■ SUPPLIED RECORDS ■
|---|
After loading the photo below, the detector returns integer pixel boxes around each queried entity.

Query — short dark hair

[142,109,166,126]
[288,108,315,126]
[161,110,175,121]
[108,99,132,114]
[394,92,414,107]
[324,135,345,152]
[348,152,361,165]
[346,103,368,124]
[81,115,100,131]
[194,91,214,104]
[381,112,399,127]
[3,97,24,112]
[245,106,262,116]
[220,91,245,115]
|---|
■ EXERCISE REQUIREMENTS ■
Render every nonblank line of the records above as a Markdown table with the columns "Row" and "Line", numbering the rows in order and omitting blank lines.

■ SOLUTION FOR THIS PROBLEM ■
| Row | Line |
|---|---|
| 1 | After loading the photo below, the detector returns integer pixel boxes around each queried entity. |
| 2 | Query — short dark hair |
| 3 | [142,109,166,126] |
| 4 | [288,108,315,126] |
| 5 | [161,110,175,121] |
| 6 | [108,99,132,114] |
| 7 | [394,92,414,107] |
| 8 | [324,135,345,152] |
| 9 | [348,152,361,165] |
| 10 | [346,103,368,124] |
| 11 | [81,115,100,131] |
| 12 | [194,91,214,104] |
| 13 | [381,112,399,127] |
| 14 | [3,97,24,112] |
| 15 | [245,106,262,116] |
| 16 | [220,91,245,115] |